**Records provided:**

---

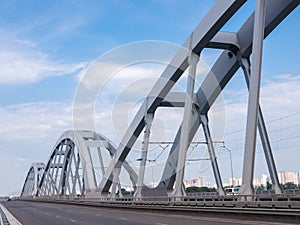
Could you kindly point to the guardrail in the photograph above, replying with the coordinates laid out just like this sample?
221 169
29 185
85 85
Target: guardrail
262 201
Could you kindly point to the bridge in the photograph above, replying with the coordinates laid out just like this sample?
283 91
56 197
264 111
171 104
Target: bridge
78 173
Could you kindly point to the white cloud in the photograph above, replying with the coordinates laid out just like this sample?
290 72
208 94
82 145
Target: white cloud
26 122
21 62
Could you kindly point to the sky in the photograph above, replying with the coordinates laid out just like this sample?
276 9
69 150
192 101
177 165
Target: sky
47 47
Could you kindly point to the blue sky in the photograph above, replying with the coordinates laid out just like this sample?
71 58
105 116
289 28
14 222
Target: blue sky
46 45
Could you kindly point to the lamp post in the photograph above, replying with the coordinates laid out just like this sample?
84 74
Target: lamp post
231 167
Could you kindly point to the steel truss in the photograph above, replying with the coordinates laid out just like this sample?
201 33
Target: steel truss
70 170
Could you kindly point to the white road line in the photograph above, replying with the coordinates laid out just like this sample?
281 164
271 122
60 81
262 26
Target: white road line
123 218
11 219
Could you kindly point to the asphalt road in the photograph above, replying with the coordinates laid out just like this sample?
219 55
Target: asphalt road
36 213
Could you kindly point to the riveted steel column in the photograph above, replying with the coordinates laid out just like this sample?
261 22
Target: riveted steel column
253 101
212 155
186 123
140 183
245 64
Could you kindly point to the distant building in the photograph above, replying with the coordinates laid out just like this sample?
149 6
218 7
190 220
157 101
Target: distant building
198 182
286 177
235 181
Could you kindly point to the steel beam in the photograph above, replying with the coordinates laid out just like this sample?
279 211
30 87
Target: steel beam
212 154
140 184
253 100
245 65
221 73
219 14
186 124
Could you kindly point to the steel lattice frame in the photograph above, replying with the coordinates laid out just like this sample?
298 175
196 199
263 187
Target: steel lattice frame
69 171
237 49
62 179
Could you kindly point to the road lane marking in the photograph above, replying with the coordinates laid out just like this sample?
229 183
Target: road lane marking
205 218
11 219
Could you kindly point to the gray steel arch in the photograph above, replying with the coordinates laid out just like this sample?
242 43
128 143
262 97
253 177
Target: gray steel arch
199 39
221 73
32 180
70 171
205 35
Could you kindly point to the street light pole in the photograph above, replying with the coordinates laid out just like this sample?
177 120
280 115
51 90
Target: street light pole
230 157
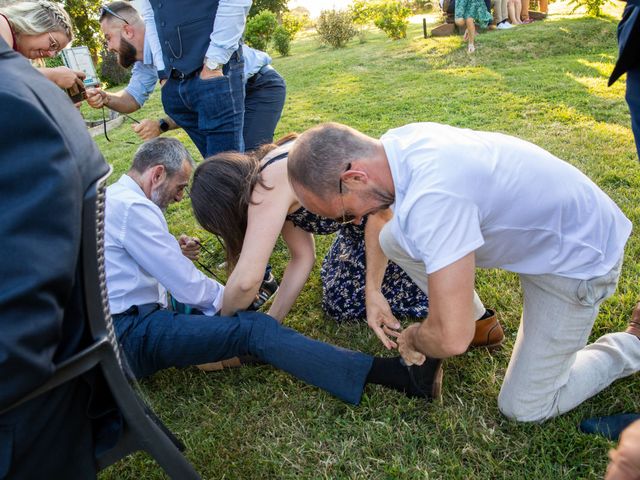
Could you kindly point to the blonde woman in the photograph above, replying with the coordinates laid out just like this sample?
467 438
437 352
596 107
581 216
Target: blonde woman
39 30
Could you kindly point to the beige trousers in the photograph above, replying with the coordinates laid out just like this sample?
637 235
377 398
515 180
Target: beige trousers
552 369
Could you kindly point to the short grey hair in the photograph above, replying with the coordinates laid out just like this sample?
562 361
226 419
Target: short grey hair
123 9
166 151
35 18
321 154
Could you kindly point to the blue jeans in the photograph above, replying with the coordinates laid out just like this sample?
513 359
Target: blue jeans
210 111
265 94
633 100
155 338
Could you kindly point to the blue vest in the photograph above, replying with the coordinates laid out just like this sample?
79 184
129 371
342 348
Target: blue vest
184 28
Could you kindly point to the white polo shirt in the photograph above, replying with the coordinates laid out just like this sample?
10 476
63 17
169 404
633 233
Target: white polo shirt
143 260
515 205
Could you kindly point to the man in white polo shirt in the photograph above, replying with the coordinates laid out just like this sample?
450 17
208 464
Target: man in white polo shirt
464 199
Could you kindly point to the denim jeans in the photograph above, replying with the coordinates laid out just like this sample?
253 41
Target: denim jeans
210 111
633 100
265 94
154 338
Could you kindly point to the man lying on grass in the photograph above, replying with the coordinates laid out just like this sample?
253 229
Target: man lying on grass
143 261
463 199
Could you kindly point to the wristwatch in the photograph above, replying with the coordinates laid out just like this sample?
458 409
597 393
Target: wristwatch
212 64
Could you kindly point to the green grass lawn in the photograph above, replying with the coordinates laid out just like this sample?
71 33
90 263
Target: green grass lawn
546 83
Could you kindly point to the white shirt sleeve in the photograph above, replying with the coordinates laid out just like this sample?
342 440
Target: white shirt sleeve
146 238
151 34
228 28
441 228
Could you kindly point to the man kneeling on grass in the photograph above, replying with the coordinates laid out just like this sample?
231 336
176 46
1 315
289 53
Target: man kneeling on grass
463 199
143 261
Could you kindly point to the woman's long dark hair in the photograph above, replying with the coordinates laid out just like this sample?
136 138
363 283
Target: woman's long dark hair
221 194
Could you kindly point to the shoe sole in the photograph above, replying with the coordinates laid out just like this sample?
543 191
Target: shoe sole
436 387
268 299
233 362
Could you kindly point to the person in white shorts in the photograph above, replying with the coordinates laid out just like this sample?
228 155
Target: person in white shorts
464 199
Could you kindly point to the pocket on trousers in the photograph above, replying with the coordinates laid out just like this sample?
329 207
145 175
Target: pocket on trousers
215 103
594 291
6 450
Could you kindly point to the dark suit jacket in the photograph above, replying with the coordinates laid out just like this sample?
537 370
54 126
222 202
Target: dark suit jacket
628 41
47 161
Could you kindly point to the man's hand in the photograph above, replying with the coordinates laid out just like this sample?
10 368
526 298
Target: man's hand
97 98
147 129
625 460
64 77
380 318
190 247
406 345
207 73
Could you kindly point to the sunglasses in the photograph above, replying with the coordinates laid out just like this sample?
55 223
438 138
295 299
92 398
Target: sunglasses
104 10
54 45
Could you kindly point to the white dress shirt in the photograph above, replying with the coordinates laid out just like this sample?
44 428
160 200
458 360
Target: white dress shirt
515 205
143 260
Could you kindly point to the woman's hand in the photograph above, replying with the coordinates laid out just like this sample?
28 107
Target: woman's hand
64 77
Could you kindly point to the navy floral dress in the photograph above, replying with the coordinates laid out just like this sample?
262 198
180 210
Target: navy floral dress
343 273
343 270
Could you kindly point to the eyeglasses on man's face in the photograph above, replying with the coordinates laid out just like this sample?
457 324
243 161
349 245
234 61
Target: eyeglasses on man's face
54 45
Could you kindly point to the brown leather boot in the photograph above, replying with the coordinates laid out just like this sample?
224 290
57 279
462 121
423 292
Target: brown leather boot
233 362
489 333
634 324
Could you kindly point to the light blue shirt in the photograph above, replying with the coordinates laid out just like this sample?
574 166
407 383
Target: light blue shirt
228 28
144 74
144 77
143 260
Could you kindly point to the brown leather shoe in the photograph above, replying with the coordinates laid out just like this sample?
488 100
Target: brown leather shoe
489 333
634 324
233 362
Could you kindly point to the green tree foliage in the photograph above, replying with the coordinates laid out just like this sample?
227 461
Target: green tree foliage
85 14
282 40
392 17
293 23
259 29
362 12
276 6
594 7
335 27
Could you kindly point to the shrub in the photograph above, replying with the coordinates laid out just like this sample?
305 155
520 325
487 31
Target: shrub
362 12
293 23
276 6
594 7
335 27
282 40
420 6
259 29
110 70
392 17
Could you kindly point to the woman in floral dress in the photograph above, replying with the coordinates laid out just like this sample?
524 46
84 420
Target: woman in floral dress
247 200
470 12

---

**Task description:** Print each entry shown above with exact wording and no pictures.

**Answer for this exercise:**
Could you kindly point to the guardrail in the photograph above, replying with the coordinates laid out just like this sample?
221 169
29 185
85 85
Target: guardrail
262 201
Could you kindly point to the bridge in the photograph above, replying with the coordinates laid out just like this sample?
283 91
56 197
264 111
171 104
Target: bridge
78 173
Could you kindly point to the white cloud in the photograph above, replying with the coordinates laid out just like this sample?
290 72
208 94
82 145
Target: white cloud
26 122
21 62
Could you kindly point to the sky in the photograph above, replying with the coordinates laid out just like this sample?
276 9
69 150
192 101
177 165
Target: sky
47 47
Could you kindly point to the blue sky in the photograph above, replying with the coordinates laid out just like this sample?
71 58
105 116
289 28
14 222
Target: blue sky
46 45
Could you kindly point to the lamp post in the photograph above, replying with the coordinates laid out just like this sample?
84 74
Target: lamp post
231 167
Could you kindly point to the steel truss in the photograph above, replying with the coordinates laid out just like this sample?
201 33
Target: steel truss
70 170
Could you kindly point to the white road line in the photograph above, replying with the coordinates laid out just like this sample?
281 164
271 122
60 81
262 26
Target: white road line
123 218
11 219
Could you kindly point to the asphalt road in the photograph above, replying with the coordinates laid out just like this sample?
219 55
Target: asphalt road
36 213
Could you kindly point to the riveted steel column in the photograph above, replying with the coordinates laid out just like this sample?
261 22
Target: riveted steel column
253 101
212 155
186 123
140 183
245 64
Could you kindly point to the distant building in the photograph above, replying with the coordinates laid out just like this sample?
149 6
218 7
190 220
157 101
Target: distant building
198 182
286 177
235 181
Could you kindly point to the steel beam in the photograph above, replying with the coordinates laid out just like this sample?
279 211
30 87
Target: steel beam
212 154
140 184
253 100
245 65
221 73
219 14
186 124
Could you kindly point to the steel lattice frame in the photograph above, replying with the coordinates laid out just like this sample?
298 175
196 199
263 187
Target: steel lattice frame
69 171
237 49
62 179
Could you kindly point to the road lane marking in the photograph above, replying with the coordinates laid out just like this sample?
229 183
Target: road lane marking
205 218
11 219
Could you kindly point to the gray steel arch in the photograph above, replying with the coordinates laid out just like this sample?
242 43
128 143
262 97
253 177
Target: gray steel arch
199 39
221 73
32 180
70 171
205 35
Could you kindly point to the street light pole in the photograph above, replying with the coordinates laid out just like this sample?
177 120
280 115
51 90
Target: street light pole
230 157
Could you kindly point to the blonde woman in the photograph above, replying with the coordinates laid out just like this sample?
467 438
437 352
596 107
581 216
Target: blonde woman
39 30
Could you kindly point to the beige trousers in the photograph above, replying with the coordinates laid out just like this sample?
637 235
377 398
515 180
Target: beige trousers
552 369
Could you kindly point to the short grey hair in the photograph above, replying with the coordinates laid out just like this sample?
562 361
226 419
Target: short grey hair
123 9
166 151
35 18
321 154
Could you kindly point to the blue jeans in the photograph above, replying with the coordinates laid out just like this sample?
513 359
Target: blue jeans
210 111
265 94
633 100
155 338
Could you kindly point to the blue vest in the photograph above, replying with the coordinates laid out just like this sample?
79 184
129 371
342 348
Target: blue vest
184 28
Could you kindly point to the white polo shirt in the photograph above, replying with the coordinates laid out just like this sample?
10 476
63 17
169 404
633 233
Target: white polo shirt
143 260
515 205
Could you kindly point to the man in white polo shirt in the photograph above, replying with the coordinates laid out just like this sample?
450 17
208 464
Target: man in white polo shirt
464 199
Could you kindly point to the denim jeans in the photograph above, replying with the coordinates laid out just like this sample?
253 41
Target: denim jeans
210 111
633 100
265 94
154 338
Could you kindly point to the man lying on grass in the photograph above, replying with the coordinates laid out just like this sample?
253 229
Target: man lying on grass
143 261
463 199
Could you kindly point to the wristwatch in the photograph above, replying with the coordinates laid out just like this sample?
458 409
597 393
Target: wristwatch
212 64
Could you kindly point to the green grass lawn in the photograph above, replying with the coordinates laid out just like this sample?
71 33
90 263
Target: green grass lawn
546 83
Could you kindly point to the white shirt sleeve in the photograph above, replying with the coordinates laid out just like this sample?
342 440
Target: white shirt sleeve
146 238
151 34
228 28
441 228
Could you kindly point to the man kneeling on grass in the photograph above, replying with the coordinates laid out just like this sample?
231 336
176 46
1 315
289 53
Target: man kneeling on grass
463 199
143 261
Could you kindly point to the woman's long dark hair in the photograph above, replying with the coordinates laid out just like this sample?
136 138
363 283
Target: woman's long dark hair
221 194
Could you kindly point to the shoe sole in the photograph above, replying with the coordinates laid out just like this sample?
543 191
Target: shoe sole
436 387
268 299
233 362
Could you kindly point to the person in white shorts in the photograph above, replying with the coordinates laid out just like this sample?
228 155
Target: person in white shorts
464 199
Could you kindly point to the pocket on trousers in the photograph above, replying with the coordinates laid out just like this sample?
329 207
145 175
Target: pocket on trousers
215 103
594 291
6 450
Could you kindly point to the dark suit jacket in the photograph above, replying with the coordinates laid out just like this sample?
537 370
54 126
222 202
Target: dark suit jacket
628 41
47 161
Could you kindly point to the man's hand in the photograph above, replying with the coordinates laid out just like this sample?
10 368
526 298
Target: man's hand
97 98
147 129
625 460
64 77
380 318
190 247
406 345
207 73
Could you kindly point to the sunglasses in the photograph above, replying with the coordinates laid out just like this sample?
55 223
438 138
295 299
92 398
Target: sunglasses
104 10
54 45
Could you kindly point to the white dress shirt in the photograph above, replying with the coordinates laid out just like this sample?
44 428
160 200
458 360
Target: white dress shirt
515 205
143 260
Could you kindly point to the woman's hand in the photograph above, replying with the coordinates laid out just like this sample?
28 107
Target: woman's hand
64 77
Could you kindly point to the navy floral dress in the photograph above, replying with the coordinates laid out just like this sample?
262 198
180 210
Target: navy floral dress
343 273
343 270
Could you kindly point to the eyeglasses on man's face in the photograph above, replying with the coordinates laid out just like this sample?
457 324
243 161
349 245
234 61
Target: eyeglasses on man's face
54 45
Could you kindly point to the brown leather boot in the photograph above, replying with the coordinates laid out just like this sample?
224 290
57 279
462 121
423 292
Target: brown leather boot
233 362
489 333
634 324
Could you kindly point to the light blue shirt in the photograph above, replying with the coordinates laid out just like this sample?
574 166
407 383
Target: light blue shirt
228 28
144 74
144 77
143 260
Could you kindly point to the brown leather shoe in the photograph above, replying with the coordinates laid out just like this sample?
488 100
Target: brown leather shoe
489 333
634 324
233 362
Could you kindly point to the green tree foliage in the photograph above, replying with the coordinates laid out just like this sample?
227 461
Target: green tree foliage
85 14
282 40
392 17
293 23
259 29
362 12
276 6
594 7
335 27
Could you kindly point to the shrub in the photograph above, replying with the coordinates laid out just like this sample?
305 155
520 325
487 31
Target: shrub
362 12
293 23
276 6
594 7
335 27
282 40
420 6
259 29
110 70
392 17
Could you kindly point to the woman in floral dress in the photograph above, replying with the coordinates laid out just like this sample?
524 46
84 420
Target: woman in floral dress
247 200
470 12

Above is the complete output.